- _TEXT SEGMENT_

+---+

# ENET Coding Cable



## ImSW1 (May 5, 2012)

Ask away about building an F-Series (F01, F10, F25, F30 etc.) coding cable so you too can smack your head against the wall trying to get modules altered.

I'll post the pictures I have when I get home and the next cable I make I'll take detailed pictures as I progress through the build. That being said, there are many here that have built their own cables without any issues.

http://www.amazon.com/OBDII-Cable-J1962M-Open-144505/dp/B000SBGVBS

http://www.bimmerfest.com/forums/showpost.php?p=6858500&postcount=931

I'm not building cables at the moment. I'm travelling too much to guarantee timeframes etc.

Sean


----------



## Tuesday (May 10, 2012)

I've built two cables, the first one only worked when the network saw a 10mbps connection, if it connected at 100mbps I wasn't able to get a VIN (and it's random what speed it will connect). The second cable with similar parts and same type resistor connects at 100mbps and gets a VIN every time. Have you experienced this? I'm trying to figure out what I did wrong on the first cable, I already tried checking the connections and replacing the resistor but it acts the same.


----------



## ImSW1 (May 5, 2012)

itschase,

Exactly the same resistor? Have you taken a multimeter to the resistor to be sure it's registering the correct ohm rating? Is it making wild swings or is it stable at its ohm rating?

Did you possibly slice one of the pairs? Not completely through but enough to cause the cable to lose data packets at 100mpbs?

+---+

- _TASK REQUIREMENTS_
[1] In the ENET coding cable thread, at what connection speed did Tuesday's first cable fail to get a VIN?
[2] Please translate this sentence from the ENET coding cable thread into German: "Have you taken a multimeter to the resistor to be sure it's registering the correct ohm rating?"

- _DATASET CONTENT_
+---+

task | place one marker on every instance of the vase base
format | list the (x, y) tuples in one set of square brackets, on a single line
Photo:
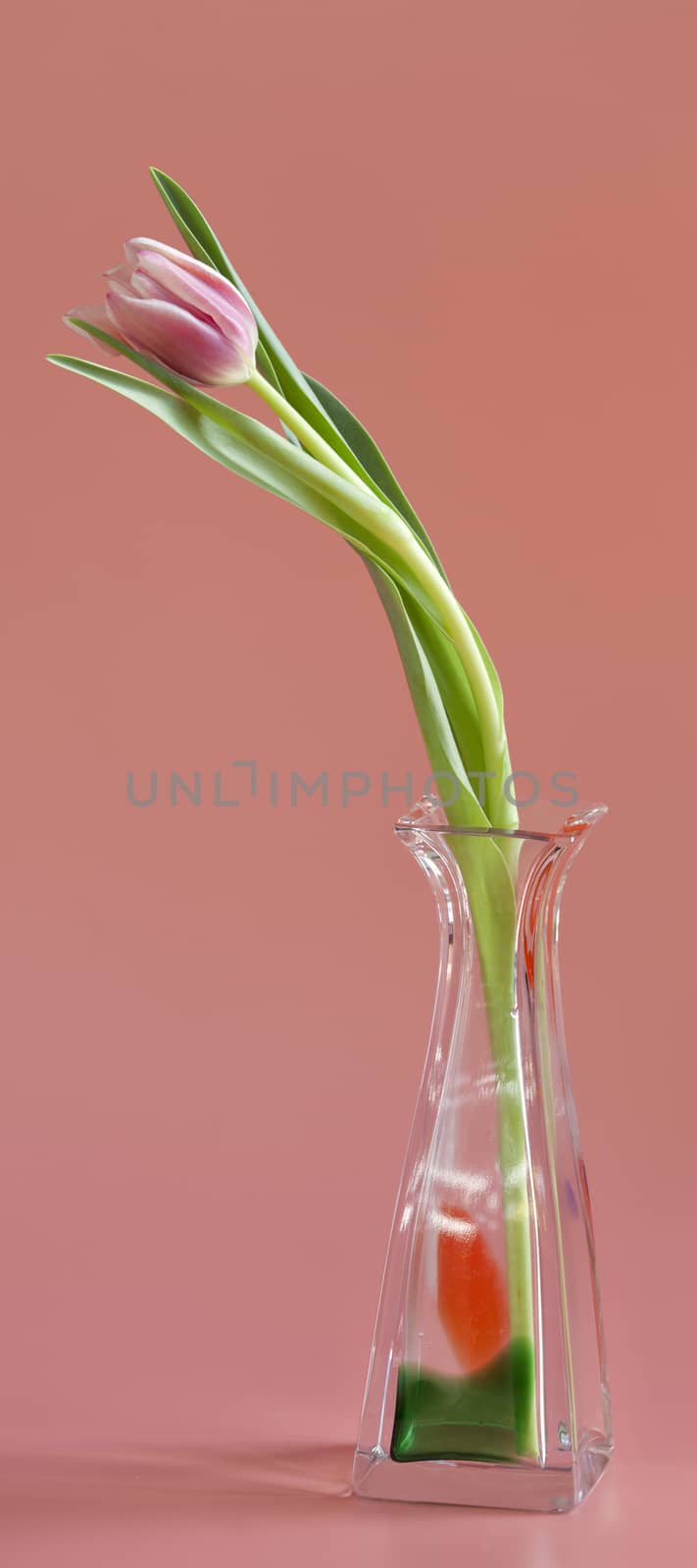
[(484, 1486)]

+---+

- _THE RESULTS_
[1] 100mbps

[2] Hast du den Widerstand mit einem Multimeter überprüft, um sicherzugehen, dass er den richtigen Ohmwert anzeigt?